# EXERCISE INSTRUCTIONS:
Reproduce every line of the records below, including the requests, and leave out the pictures. Scale each coordinate in the answers by 2.05 and round to whole numbers, with halves rounded up. Leave the numbers in the requests and in their format samples unchanged.

# ENTRIES SUPPLIED:
%%

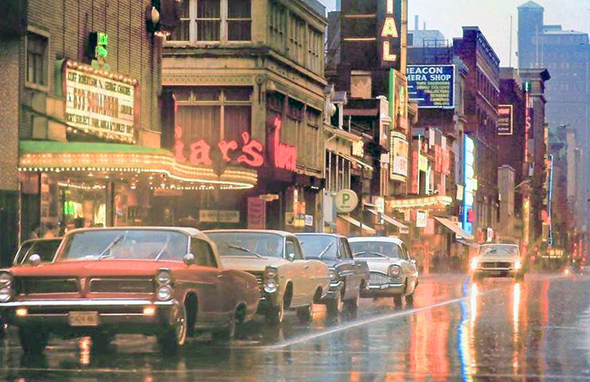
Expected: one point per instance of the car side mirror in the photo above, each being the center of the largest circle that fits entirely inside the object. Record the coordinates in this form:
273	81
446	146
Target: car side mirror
35	260
188	259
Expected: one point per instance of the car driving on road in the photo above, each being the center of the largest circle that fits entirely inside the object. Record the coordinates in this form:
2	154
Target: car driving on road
287	279
392	270
167	282
348	277
498	260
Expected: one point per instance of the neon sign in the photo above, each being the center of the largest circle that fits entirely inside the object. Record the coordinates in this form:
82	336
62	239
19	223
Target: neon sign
247	151
251	151
282	155
390	33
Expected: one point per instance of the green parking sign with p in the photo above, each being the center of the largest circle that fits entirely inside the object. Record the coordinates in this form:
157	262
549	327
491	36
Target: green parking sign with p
346	201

%%

# TASK ANSWER:
Expected: one point per instance of the car side mirror in the photo above, each being the center of the largest circle that fits entirely inside the object. Record the coordinates in this form:
273	81
446	146
Target: car side mirror
72	533
385	531
Expected: one point per instance of the car driving on road in the photo above, each being the center of the largest circle that fits entirely inside the object. Record the coordinates in this form:
2	154
Target: car driving on road
588	572
804	554
342	578
713	568
1021	533
Expected: one point per instance of the neon sign in the photo above, each being the center of the largest circle that fits entirely inside the object. Record the coordinates in this form:
82	336
62	239
19	223
Target: neon sign
506	310
515	310
578	318
800	68
Expected: one point per instance of the green parking sign with p in the photo above, each being the center of the largest circle that fits entirely inside the object. Record the coordinates in this form:
157	262
549	327
491	36
Target: green parking sign with p
709	412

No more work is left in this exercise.